### [RECORDS SUPPLIED]
++++

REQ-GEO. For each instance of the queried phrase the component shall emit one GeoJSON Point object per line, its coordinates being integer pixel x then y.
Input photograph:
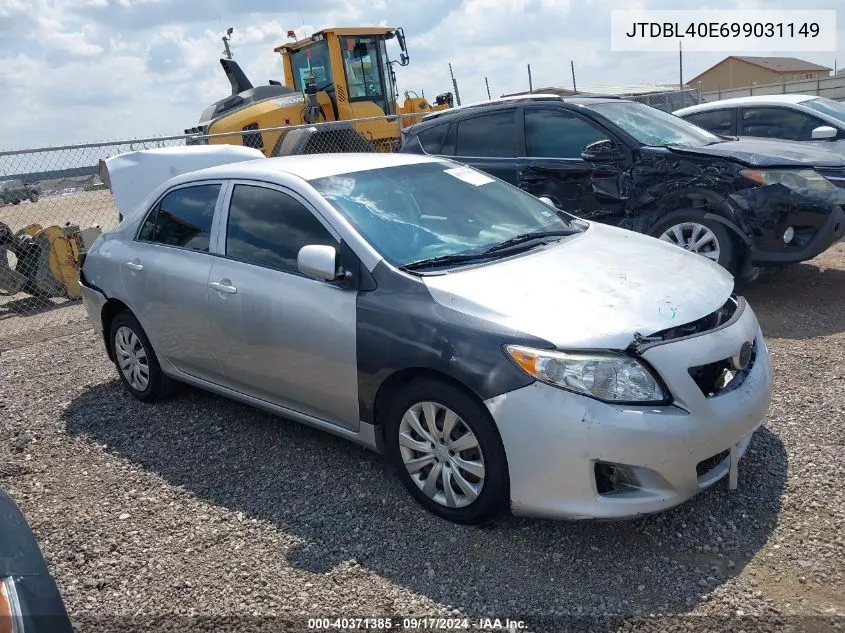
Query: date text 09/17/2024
{"type": "Point", "coordinates": [506, 625]}
{"type": "Point", "coordinates": [724, 29]}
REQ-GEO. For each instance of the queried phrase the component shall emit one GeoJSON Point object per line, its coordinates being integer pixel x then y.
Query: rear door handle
{"type": "Point", "coordinates": [221, 287]}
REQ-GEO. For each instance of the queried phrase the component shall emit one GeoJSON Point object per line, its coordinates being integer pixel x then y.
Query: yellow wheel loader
{"type": "Point", "coordinates": [332, 77]}
{"type": "Point", "coordinates": [46, 259]}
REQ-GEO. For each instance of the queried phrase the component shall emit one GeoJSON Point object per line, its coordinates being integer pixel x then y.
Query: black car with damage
{"type": "Point", "coordinates": [744, 203]}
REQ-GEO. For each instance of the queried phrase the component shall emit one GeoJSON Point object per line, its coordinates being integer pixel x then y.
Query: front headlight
{"type": "Point", "coordinates": [792, 178]}
{"type": "Point", "coordinates": [611, 377]}
{"type": "Point", "coordinates": [11, 619]}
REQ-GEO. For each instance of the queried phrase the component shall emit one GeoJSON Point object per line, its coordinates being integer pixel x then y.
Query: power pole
{"type": "Point", "coordinates": [455, 85]}
{"type": "Point", "coordinates": [680, 67]}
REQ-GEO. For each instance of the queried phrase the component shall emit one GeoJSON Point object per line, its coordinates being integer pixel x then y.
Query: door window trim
{"type": "Point", "coordinates": [523, 148]}
{"type": "Point", "coordinates": [515, 137]}
{"type": "Point", "coordinates": [214, 219]}
{"type": "Point", "coordinates": [741, 117]}
{"type": "Point", "coordinates": [218, 246]}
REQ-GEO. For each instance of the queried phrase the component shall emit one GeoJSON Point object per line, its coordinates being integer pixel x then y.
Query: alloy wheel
{"type": "Point", "coordinates": [695, 238]}
{"type": "Point", "coordinates": [441, 454]}
{"type": "Point", "coordinates": [132, 358]}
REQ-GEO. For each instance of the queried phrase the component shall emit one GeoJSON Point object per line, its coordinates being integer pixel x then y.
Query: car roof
{"type": "Point", "coordinates": [495, 104]}
{"type": "Point", "coordinates": [310, 166]}
{"type": "Point", "coordinates": [750, 100]}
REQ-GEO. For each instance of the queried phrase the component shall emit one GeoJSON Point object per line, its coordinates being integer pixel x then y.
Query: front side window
{"type": "Point", "coordinates": [268, 228]}
{"type": "Point", "coordinates": [653, 127]}
{"type": "Point", "coordinates": [558, 134]}
{"type": "Point", "coordinates": [491, 135]}
{"type": "Point", "coordinates": [716, 121]}
{"type": "Point", "coordinates": [183, 218]}
{"type": "Point", "coordinates": [783, 123]}
{"type": "Point", "coordinates": [312, 61]}
{"type": "Point", "coordinates": [415, 212]}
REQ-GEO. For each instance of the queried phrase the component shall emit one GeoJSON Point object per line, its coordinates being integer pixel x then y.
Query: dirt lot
{"type": "Point", "coordinates": [200, 506]}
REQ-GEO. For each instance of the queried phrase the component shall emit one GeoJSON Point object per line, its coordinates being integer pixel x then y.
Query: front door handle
{"type": "Point", "coordinates": [221, 287]}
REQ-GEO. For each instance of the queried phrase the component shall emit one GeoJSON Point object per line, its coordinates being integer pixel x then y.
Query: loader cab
{"type": "Point", "coordinates": [350, 65]}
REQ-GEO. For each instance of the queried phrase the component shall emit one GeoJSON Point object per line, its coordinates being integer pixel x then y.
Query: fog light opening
{"type": "Point", "coordinates": [615, 478]}
{"type": "Point", "coordinates": [788, 234]}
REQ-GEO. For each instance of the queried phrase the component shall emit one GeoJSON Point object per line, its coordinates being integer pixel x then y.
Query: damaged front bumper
{"type": "Point", "coordinates": [791, 228]}
{"type": "Point", "coordinates": [573, 457]}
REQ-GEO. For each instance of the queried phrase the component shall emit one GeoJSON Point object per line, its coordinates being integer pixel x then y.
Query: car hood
{"type": "Point", "coordinates": [595, 289]}
{"type": "Point", "coordinates": [760, 152]}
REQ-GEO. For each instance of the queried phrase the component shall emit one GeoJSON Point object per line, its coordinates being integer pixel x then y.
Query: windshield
{"type": "Point", "coordinates": [651, 126]}
{"type": "Point", "coordinates": [827, 106]}
{"type": "Point", "coordinates": [312, 61]}
{"type": "Point", "coordinates": [417, 212]}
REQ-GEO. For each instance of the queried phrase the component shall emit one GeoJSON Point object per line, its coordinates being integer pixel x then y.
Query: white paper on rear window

++++

### [WHAT THE EXERCISE ASKS]
Write out again every line above exactly as given; the pictures do not belong in the copy.

### [WRITTEN RESPONSE]
REQ-GEO. For each instance of the queried phrase the component shall emit one GeoJSON Point object per line, its coordinates being integer pixel x then y.
Input photograph:
Query: date text 09/17/2024
{"type": "Point", "coordinates": [506, 625]}
{"type": "Point", "coordinates": [724, 29]}
REQ-GEO. For each instance of the queried phrase the component shall emit one GeoJSON Point object per line, its coordinates being integer pixel x then y.
Query: rear door handle
{"type": "Point", "coordinates": [221, 287]}
REQ-GEO. For each instance of the queried phrase the component shall emit one GeoJSON Point object per line, its coordinates being integer pixel x then y.
Query: yellow wheel loader
{"type": "Point", "coordinates": [332, 77]}
{"type": "Point", "coordinates": [46, 259]}
REQ-GEO. For each instance of the queried phrase the component shall emit one GeoJSON Point object per line, its coordinates being integer pixel x then y.
Query: black car with damage
{"type": "Point", "coordinates": [744, 203]}
REQ-GEO. For each instance of the queried phrase the component shall emit one GeoJSON Point object per line, its coordinates being integer pixel x then y.
Query: front headlight
{"type": "Point", "coordinates": [792, 178]}
{"type": "Point", "coordinates": [611, 377]}
{"type": "Point", "coordinates": [11, 619]}
REQ-GEO. For each instance of the queried phrase the component shall emit one GeoJSON Point object per line, its coordinates being integer pixel x then y.
Query: power pole
{"type": "Point", "coordinates": [455, 85]}
{"type": "Point", "coordinates": [680, 67]}
REQ-GEO. For each instance of the queried phrase the component shall emit one GeoJSON Point object per line, its coordinates being integer pixel x then y.
Query: door window trim
{"type": "Point", "coordinates": [523, 148]}
{"type": "Point", "coordinates": [515, 137]}
{"type": "Point", "coordinates": [214, 219]}
{"type": "Point", "coordinates": [741, 117]}
{"type": "Point", "coordinates": [218, 246]}
REQ-GEO. For each instance of the queried phrase the component shall emit one GeoJSON Point object per line, its coordinates being integer pixel x then y.
Query: alloy wheel
{"type": "Point", "coordinates": [695, 238]}
{"type": "Point", "coordinates": [441, 454]}
{"type": "Point", "coordinates": [132, 358]}
REQ-GEO. For each instance of the queried phrase the component shall emit one GeoJSON Point object per line, its coordinates being integer pixel x then y.
Query: car roof
{"type": "Point", "coordinates": [495, 104]}
{"type": "Point", "coordinates": [310, 166]}
{"type": "Point", "coordinates": [750, 100]}
REQ-GEO. For each instance of the queried phrase the component shall emit one GeoJSON Point object per line, its coordinates being integer pixel x then y.
Query: front side window
{"type": "Point", "coordinates": [268, 228]}
{"type": "Point", "coordinates": [653, 127]}
{"type": "Point", "coordinates": [558, 134]}
{"type": "Point", "coordinates": [491, 135]}
{"type": "Point", "coordinates": [716, 121]}
{"type": "Point", "coordinates": [183, 218]}
{"type": "Point", "coordinates": [783, 123]}
{"type": "Point", "coordinates": [312, 61]}
{"type": "Point", "coordinates": [415, 212]}
REQ-GEO. For each instance of the queried phrase the component shall emit one GeoJSON Point object per line, its coordinates being integer pixel x then y.
Query: dirt lot
{"type": "Point", "coordinates": [200, 506]}
REQ-GEO. For each instance of the queried phrase the component shall emit one GeoJSON Point object per line, its coordinates being integer pixel x then y.
Query: front door handle
{"type": "Point", "coordinates": [221, 287]}
REQ-GEO. For each instance of the queried phrase the component shall emit one GeoJSON Point object per line, its coordinates being integer pixel x then y.
Query: loader cab
{"type": "Point", "coordinates": [350, 65]}
REQ-GEO. For each instance of the queried phrase the component shall emit one GeoJSON Point object per line, its coordinates being integer pixel x then y.
Query: fog light opening
{"type": "Point", "coordinates": [615, 478]}
{"type": "Point", "coordinates": [788, 234]}
REQ-GEO. For each instance of the queried phrase the component shall emit one GeoJSON Point object per line, its coordinates being integer pixel x then y.
Query: damaged front bumper
{"type": "Point", "coordinates": [791, 228]}
{"type": "Point", "coordinates": [573, 457]}
REQ-GEO. For each instance of the queried phrase the component shall emit one GeoJSON Point object per line, its coordinates being integer pixel x then y.
Query: car hood
{"type": "Point", "coordinates": [595, 289]}
{"type": "Point", "coordinates": [760, 152]}
REQ-GEO. For each instance of the queried phrase the component shall emit one GeoJSON Point object per line, its coordinates being integer pixel x then y.
Query: windshield
{"type": "Point", "coordinates": [651, 126]}
{"type": "Point", "coordinates": [827, 106]}
{"type": "Point", "coordinates": [312, 61]}
{"type": "Point", "coordinates": [417, 212]}
REQ-GEO. For each instance of the queried phrase the component shall emit one GeoJSON Point object per line, its coordinates being integer pixel x then y.
Query: white paper on rear window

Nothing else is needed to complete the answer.